Data shown
_ _ _ _ _
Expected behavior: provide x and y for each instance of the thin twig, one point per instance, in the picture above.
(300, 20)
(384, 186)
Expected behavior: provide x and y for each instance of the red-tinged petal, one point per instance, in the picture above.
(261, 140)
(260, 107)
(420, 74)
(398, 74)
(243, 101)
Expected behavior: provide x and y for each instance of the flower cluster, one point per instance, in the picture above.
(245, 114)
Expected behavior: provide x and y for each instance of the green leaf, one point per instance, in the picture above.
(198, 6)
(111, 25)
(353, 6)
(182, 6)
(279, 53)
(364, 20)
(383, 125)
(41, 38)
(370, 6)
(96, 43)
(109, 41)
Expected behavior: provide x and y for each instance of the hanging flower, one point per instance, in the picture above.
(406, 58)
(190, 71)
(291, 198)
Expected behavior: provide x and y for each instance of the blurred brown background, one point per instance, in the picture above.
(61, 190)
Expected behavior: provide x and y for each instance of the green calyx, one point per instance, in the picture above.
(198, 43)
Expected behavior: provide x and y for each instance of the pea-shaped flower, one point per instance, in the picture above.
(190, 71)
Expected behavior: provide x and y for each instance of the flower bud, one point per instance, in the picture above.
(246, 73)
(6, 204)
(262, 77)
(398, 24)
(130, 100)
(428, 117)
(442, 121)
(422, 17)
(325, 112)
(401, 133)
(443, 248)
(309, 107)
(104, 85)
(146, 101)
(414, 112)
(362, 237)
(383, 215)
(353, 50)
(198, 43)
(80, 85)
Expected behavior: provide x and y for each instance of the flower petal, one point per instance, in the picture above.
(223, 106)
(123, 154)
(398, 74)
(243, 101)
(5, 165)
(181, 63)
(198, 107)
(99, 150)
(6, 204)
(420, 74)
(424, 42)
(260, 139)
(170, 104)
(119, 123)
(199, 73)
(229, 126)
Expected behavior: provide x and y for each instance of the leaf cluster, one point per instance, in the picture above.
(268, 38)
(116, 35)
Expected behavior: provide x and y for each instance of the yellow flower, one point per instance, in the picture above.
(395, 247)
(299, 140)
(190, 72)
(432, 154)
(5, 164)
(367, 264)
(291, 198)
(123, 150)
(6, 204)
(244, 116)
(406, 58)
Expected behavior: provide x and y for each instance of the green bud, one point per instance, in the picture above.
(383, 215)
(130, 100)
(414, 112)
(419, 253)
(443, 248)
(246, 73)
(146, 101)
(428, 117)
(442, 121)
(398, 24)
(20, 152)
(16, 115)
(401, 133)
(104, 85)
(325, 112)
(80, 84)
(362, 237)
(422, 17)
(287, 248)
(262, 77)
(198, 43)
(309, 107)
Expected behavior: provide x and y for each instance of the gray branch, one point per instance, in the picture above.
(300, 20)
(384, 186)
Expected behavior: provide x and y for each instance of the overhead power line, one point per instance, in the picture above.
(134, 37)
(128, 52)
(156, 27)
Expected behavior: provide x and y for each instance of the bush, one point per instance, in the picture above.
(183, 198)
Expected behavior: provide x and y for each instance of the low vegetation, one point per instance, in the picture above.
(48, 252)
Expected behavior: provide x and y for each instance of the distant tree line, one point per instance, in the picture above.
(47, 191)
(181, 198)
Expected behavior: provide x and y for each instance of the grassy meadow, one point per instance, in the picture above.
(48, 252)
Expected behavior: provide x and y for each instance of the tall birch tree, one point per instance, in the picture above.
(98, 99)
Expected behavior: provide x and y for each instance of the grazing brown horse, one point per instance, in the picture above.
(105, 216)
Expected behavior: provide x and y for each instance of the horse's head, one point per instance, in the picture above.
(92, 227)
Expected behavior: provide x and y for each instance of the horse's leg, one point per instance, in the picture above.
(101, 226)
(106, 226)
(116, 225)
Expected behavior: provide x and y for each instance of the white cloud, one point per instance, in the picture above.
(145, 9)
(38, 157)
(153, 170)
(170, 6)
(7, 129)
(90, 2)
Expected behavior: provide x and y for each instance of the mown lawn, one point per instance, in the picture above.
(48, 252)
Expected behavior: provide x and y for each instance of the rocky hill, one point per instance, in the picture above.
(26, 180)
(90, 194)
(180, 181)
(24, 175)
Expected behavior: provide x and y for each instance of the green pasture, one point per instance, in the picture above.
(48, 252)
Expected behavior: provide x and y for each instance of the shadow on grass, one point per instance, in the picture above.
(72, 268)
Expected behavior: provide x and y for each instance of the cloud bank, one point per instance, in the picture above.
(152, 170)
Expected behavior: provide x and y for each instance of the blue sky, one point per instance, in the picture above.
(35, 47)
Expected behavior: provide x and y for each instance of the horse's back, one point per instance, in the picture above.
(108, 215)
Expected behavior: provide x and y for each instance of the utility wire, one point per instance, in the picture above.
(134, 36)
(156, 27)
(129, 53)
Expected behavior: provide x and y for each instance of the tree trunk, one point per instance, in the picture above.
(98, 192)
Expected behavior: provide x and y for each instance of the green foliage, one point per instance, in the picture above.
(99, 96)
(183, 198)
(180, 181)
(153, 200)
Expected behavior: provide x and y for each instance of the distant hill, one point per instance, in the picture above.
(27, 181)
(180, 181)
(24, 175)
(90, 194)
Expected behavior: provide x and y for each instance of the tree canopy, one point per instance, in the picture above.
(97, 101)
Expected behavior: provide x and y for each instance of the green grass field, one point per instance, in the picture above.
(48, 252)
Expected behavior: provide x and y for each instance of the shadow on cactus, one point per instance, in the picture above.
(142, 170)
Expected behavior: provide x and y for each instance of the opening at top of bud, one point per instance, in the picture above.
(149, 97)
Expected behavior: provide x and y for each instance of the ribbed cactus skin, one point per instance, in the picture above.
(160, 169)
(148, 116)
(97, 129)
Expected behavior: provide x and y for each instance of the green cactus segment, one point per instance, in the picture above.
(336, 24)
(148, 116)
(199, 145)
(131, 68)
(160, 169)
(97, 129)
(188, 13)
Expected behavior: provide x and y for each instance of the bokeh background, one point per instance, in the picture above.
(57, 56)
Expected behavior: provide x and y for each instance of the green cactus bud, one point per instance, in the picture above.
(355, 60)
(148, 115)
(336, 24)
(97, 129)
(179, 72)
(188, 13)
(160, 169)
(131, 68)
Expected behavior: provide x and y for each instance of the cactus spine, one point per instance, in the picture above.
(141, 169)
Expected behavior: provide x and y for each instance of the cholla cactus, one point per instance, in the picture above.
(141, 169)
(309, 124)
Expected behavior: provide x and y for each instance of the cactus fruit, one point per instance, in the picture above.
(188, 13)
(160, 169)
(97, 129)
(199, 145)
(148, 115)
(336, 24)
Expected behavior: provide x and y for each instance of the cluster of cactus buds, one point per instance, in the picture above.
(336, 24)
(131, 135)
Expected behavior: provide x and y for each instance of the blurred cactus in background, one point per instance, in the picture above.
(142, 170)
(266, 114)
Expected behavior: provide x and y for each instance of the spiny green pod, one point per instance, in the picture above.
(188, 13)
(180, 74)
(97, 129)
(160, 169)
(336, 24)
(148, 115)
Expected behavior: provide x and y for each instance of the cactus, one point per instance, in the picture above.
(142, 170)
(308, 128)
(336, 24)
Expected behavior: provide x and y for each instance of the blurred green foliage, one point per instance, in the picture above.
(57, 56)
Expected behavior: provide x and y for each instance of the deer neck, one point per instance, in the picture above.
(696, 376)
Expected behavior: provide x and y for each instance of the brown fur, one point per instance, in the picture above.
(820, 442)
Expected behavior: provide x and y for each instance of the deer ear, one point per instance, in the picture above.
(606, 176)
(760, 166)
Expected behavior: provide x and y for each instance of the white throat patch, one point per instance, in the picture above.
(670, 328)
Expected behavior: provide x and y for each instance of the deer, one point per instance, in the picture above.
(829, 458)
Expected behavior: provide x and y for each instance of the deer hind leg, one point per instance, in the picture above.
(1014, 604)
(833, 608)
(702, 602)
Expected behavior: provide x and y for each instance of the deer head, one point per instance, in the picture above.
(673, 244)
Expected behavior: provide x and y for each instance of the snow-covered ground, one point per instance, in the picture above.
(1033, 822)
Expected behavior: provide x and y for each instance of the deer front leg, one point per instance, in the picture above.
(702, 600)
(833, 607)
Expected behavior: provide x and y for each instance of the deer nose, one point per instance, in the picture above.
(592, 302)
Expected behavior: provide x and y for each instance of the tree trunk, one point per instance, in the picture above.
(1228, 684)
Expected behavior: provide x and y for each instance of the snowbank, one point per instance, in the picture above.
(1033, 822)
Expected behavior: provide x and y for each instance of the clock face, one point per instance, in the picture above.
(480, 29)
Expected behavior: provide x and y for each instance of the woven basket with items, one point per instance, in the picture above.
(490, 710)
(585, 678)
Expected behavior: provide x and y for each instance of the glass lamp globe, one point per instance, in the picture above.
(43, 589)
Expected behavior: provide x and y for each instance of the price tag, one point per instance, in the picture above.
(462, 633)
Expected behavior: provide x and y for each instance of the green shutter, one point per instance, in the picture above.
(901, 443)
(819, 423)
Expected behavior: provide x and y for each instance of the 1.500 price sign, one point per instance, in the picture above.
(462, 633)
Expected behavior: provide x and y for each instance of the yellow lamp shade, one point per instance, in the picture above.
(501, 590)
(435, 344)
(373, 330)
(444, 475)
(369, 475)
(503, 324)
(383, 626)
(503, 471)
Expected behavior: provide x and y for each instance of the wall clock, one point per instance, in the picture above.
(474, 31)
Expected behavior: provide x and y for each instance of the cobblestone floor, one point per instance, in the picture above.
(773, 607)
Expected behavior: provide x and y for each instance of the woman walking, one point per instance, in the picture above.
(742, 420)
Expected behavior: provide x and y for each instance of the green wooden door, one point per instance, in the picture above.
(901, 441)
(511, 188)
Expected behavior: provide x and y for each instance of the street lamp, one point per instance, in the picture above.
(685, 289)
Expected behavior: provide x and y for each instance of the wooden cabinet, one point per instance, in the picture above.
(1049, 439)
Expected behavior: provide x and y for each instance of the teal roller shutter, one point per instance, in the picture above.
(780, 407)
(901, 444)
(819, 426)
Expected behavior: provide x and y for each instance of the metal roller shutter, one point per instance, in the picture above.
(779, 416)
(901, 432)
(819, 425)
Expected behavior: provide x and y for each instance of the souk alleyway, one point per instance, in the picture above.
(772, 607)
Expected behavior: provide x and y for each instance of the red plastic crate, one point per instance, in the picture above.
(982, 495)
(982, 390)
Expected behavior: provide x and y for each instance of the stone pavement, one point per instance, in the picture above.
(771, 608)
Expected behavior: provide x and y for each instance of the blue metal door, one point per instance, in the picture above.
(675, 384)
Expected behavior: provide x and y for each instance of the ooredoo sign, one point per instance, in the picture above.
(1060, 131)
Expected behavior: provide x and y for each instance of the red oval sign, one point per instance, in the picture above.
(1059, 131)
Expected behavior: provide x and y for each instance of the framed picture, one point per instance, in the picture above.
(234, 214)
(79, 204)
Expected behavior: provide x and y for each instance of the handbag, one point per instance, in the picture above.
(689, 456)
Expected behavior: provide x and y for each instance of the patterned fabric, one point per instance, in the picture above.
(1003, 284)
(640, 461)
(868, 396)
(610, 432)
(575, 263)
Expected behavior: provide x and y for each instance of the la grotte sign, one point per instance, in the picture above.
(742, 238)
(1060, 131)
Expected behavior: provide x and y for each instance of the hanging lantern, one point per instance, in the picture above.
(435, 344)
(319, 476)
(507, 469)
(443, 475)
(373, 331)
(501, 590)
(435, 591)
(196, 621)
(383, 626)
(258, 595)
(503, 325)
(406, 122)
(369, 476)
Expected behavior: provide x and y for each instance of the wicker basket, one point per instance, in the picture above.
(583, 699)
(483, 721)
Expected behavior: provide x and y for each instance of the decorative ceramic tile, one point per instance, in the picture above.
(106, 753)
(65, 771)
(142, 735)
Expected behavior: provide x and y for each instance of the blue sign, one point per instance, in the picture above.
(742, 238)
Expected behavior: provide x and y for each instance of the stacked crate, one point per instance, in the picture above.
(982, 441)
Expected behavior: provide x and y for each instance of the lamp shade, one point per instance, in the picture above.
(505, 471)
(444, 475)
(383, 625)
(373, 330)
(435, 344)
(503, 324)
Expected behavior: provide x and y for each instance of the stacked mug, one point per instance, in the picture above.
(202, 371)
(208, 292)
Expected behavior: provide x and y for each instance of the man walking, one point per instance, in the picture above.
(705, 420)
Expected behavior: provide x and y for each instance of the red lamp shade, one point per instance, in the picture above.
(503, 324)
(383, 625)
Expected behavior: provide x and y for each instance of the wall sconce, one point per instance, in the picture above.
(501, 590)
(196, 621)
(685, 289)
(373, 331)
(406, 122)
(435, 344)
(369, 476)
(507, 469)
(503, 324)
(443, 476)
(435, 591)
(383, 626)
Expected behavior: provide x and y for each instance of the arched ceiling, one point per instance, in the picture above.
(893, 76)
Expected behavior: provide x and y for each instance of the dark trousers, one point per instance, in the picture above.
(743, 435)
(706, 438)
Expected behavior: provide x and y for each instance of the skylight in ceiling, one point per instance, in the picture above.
_ _ _ _ _
Return exactly the lines from the line bearing "of the arched" to the end of the records, inclusive of both; include no other lines.

Expected behavior: provide x and y for each instance of the arched ceiling, one point per instance, in the picture above.
(893, 76)
Expected behavior: provide x and y for each instance of the dark trousers, one point per instance, in the picture above.
(743, 435)
(706, 438)
Expected behavior: provide x and y for each instance of the skylight in ceiling, one point per instance, in the picture above.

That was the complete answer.